■ **Exercise aim**: Each entry below is to be duplicated precisely.

##### Provided records #####

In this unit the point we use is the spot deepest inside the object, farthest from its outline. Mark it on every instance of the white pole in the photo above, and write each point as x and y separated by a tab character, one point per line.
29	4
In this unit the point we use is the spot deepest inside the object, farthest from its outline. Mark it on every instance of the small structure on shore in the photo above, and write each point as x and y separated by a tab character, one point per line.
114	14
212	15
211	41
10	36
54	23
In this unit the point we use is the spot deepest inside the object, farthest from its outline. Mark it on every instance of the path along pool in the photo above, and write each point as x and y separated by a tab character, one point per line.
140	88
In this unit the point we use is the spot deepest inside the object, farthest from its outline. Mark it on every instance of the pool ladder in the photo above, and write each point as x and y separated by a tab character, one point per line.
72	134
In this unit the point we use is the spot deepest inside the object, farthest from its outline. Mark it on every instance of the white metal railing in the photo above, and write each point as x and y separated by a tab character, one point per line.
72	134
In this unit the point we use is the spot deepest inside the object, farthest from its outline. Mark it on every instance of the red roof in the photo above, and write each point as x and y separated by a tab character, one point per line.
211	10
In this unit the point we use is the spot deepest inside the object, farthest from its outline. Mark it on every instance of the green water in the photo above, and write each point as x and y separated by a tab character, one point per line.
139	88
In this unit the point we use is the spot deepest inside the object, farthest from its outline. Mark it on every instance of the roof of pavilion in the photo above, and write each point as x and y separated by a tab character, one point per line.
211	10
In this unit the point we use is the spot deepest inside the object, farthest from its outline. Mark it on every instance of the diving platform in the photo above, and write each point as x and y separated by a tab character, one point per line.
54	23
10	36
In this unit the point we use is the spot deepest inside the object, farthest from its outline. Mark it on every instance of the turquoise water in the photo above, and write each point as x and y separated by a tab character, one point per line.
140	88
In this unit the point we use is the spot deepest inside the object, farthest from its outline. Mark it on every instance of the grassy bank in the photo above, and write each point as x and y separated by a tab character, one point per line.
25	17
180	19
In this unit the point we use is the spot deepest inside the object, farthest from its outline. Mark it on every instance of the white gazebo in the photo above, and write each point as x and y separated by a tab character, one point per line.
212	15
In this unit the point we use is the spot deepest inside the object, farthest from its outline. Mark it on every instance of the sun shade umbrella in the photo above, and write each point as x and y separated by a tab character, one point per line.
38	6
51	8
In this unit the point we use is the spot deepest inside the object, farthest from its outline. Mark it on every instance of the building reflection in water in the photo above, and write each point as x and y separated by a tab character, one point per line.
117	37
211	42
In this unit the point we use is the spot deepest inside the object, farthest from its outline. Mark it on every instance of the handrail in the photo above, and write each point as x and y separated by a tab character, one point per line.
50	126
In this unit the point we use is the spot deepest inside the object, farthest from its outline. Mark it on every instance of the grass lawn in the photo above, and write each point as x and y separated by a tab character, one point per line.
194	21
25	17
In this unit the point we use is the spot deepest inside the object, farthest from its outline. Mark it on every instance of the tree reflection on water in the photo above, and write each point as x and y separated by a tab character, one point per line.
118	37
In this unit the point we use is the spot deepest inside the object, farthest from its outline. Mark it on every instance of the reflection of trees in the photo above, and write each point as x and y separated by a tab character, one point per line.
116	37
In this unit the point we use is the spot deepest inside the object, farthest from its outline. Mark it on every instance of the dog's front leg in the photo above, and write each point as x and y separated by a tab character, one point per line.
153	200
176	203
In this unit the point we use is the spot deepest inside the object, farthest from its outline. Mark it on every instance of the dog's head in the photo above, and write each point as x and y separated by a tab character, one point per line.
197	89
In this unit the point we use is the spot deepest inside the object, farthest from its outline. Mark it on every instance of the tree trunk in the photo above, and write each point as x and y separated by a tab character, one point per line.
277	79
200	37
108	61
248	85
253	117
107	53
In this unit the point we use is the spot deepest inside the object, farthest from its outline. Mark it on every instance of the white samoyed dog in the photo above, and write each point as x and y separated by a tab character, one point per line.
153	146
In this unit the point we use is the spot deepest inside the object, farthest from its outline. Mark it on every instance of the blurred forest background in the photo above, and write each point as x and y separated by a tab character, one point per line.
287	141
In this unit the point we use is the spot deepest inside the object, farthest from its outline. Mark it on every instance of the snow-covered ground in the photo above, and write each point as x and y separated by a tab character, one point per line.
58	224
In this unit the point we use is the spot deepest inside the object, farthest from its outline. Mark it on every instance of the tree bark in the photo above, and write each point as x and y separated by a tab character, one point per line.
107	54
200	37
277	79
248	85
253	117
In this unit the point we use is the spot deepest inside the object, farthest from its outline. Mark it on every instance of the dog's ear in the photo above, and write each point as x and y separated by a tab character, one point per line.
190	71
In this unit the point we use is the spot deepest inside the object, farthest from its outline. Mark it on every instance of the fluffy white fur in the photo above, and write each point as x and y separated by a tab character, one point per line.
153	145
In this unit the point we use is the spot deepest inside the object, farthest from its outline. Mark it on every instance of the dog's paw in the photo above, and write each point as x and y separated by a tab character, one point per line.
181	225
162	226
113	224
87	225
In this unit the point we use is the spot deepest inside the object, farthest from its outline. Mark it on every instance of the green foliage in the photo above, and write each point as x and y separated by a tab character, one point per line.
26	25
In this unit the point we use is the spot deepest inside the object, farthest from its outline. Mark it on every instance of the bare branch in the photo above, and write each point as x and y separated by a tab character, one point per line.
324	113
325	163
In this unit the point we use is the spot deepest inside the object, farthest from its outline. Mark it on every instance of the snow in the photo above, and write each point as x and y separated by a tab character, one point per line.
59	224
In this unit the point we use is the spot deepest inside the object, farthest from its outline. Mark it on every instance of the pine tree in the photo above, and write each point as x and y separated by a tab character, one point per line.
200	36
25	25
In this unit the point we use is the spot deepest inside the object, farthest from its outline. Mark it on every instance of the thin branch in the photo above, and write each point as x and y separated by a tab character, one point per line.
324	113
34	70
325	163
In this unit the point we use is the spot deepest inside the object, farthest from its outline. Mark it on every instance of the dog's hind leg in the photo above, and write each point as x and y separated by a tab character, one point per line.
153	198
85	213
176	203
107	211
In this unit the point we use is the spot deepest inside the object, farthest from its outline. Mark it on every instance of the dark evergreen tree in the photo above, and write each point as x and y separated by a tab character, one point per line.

#####

■ **Written answer**:
In this unit the point we use is the spot deepest inside the object, farthest from its outline. Mark it on every instance of the white pole in the photo above, and write each point as x and y separated by a tab character, one point per line.
29	4
In this unit the point we use is the spot deepest inside the object, farthest from its outline. Mark it on every instance of the small structure on shore in the photo above, and write each point as x and y separated by a tab character, one point per line.
114	14
212	15
211	41
10	36
54	23
In this unit the point we use is the spot deepest inside the object, farthest from its outline. Mark it on every instance of the path along pool in the photo above, and write each point as x and y separated by a tab character, one point per line.
140	88
In this unit the point we use is the spot deepest inside the object, farthest from its outline. Mark it on every instance of the pool ladder in the photo above, and write each point as x and y separated by a tab character, one point per line.
72	134
In this unit the point we use is the spot deepest inside the object, farthest from its outline. Mark it on every instance of the white metal railing in the photo above, and write each point as x and y separated by a tab character, one point per line.
72	134
In this unit the point we use is the spot deepest inside the object, farthest from its outline. Mark it on every instance of the red roof in the photo above, and write each point as x and y separated by a tab character, one point per line.
211	10
In this unit the point we use is the spot deepest inside the object, farthest from its outline. Mark it on every instance of the green water in the photo above, and write each point as x and y separated by a tab character, one point per line.
139	88
In this unit the point we use is the spot deepest inside the object, farthest from its outline. Mark it on every instance of the roof of pavilion in the photo above, and write each point as x and y separated by a tab character, one point per line.
211	10
In this unit the point we use is the spot deepest inside the object, farthest from its outline. Mark it on every instance of the diving platform in the photo above, and write each point as x and y separated by a tab character, one point per line.
54	23
10	36
In this unit the point we use is the spot deepest inside the object, farthest from its outline. Mark it on every instance of the turquoise water in the photo above, and write each point as x and y separated by a tab character, one point per line.
140	88
In this unit the point we use is the spot deepest inside the object, farthest from its outline. Mark it on every instance of the grassy bank in the photo above, and write each point as x and y separated by a tab character, one point per line.
25	17
180	19
In this unit the point we use is the spot deepest inside the object, farthest from its outline. Mark it on every instance of the white gazebo in the photo above, and write each point as x and y separated by a tab character, one point per line.
212	15
In this unit the point we use is the spot deepest inside the object, farthest from its outline. Mark it on every instance of the sun shade umbrella in the photo above, and write each point as x and y separated by a tab character, one point per line.
38	6
51	8
In this unit the point we use is the spot deepest inside the object, farthest from its outline. Mark it on every instance of the building reflection in water in the photo above, and write each point as x and y separated by a tab character, one point per line.
117	37
211	42
In this unit the point we use is the spot deepest inside the object, farthest from its outline. Mark it on every instance of the handrail in the photo above, and write each point as x and y separated by a tab character, one point per line.
50	126
In this unit the point we use is the spot deepest inside the object, farthest from its outline. Mark it on every instance of the grass lawn in the photo above, and write each point as x and y separated by a tab character, one point per line.
194	21
25	17
In this unit the point we use is the spot deepest inside the object, farthest from its outline. Mark it on every instance of the tree reflection on water in the photo above, and write each point as x and y separated by a tab character, one point per line.
118	37
In this unit the point we use is the spot deepest inside the object, farthest from its outline. Mark it on every instance of the reflection of trees in the photo above, and write each point as x and y separated by a tab character, one point per line.
116	37
In this unit the point we use is the spot deepest inside the object, farthest from its outline. Mark it on every instance of the dog's front leg in the photo above, and write each point as x and y separated by a tab character, one point per line.
153	200
176	203
In this unit the point we use is the spot deepest inside the object, farthest from its outline. Mark it on every instance of the dog's head in the photo above, and write each point as x and y separated by a tab character, one point per line.
197	89
In this unit the point we use is the spot deepest inside the object, farthest from its outline. Mark it on every instance of the tree trunk in the photo above, and write each point as x and y separated by a tab character, one point per line.
277	79
200	37
108	61
248	85
253	117
107	53
In this unit the point we use is the spot deepest inside the object, farthest from its outline. Mark it on every instance of the white samoyed dog in the photo above, and write each point as x and y separated by a tab character, one point per line.
153	146
In this unit the point we use is the spot deepest inside the object, farthest from its outline. Mark it on every instance of the blurred forest background in the photo above, and write each point as x and y separated by a tab character, one point per line.
287	141
In this unit the point we use is the spot deepest inside the object, farthest from its outline. Mark it on every instance of the snow-covered ground in the photo above, and write each point as x and y separated by a tab character, one point per line.
58	224
In this unit the point we use is the spot deepest inside the object, farthest from its outline. Mark it on every instance of the tree bark in the photo above, and write each point as x and y separated by a tab character, one point per line.
107	54
200	37
277	79
248	85
253	117
In this unit the point we use is the spot deepest inside the object, farthest from its outline. Mark it on every instance of the dog's ear in the photo above, and write each point as x and y separated by a tab character, one point per line.
190	71
In this unit the point we use is the spot deepest inside the object, farthest from its outline. Mark it on every instance of the fluffy white fur in the photo above, and write each point as x and y separated by a tab character, one point per line.
153	145
In this unit the point we use is the spot deepest inside the object, farthest from its outline. Mark it on every instance of the dog's paw in the photo above, and write each point as x and y separated by a tab character, one point per line.
181	225
162	226
113	224
87	225
In this unit the point we use is the spot deepest inside the object, farthest from its outline. Mark it on every instance of the green foliage in the photo above, and write each point as x and y separated by a tab character, one point per line.
26	25
In this unit the point we use is the spot deepest inside the object, farthest from its outline. Mark it on every instance of the bare branch in the photo above, and write each point as x and y separated by a tab character, one point per line.
324	113
325	163
In this unit the point we use is the spot deepest inside the object, farthest from its outline. Mark it on every instance of the snow in the photo above, and write each point as x and y separated by a tab character, one point per line.
59	224
In this unit the point we use is the spot deepest inside the object, farthest from its outline. Mark it on every instance of the pine tree in the photo above, and write each point as x and y separated by a tab character, one point per line.
200	36
25	25
In this unit the point we use is the spot deepest inside the object, farthest from its outline. Mark it on every instance of the thin branch in the photo above, and write each point as x and y separated by a tab character, one point per line.
324	113
34	70
325	163
In this unit the point we use is the spot deepest inside the object, farthest from its outline. Mark it on every instance of the dog's hind leg in the photo above, and write each point as x and y separated by a tab character, one point per line.
153	198
85	213
176	203
107	211
In this unit the point we use is the spot deepest inside the object, farthest from its outline. Mark it on every instance of the dark evergreen tree in the photo above, and write each point as x and y separated by a tab character, one point per line.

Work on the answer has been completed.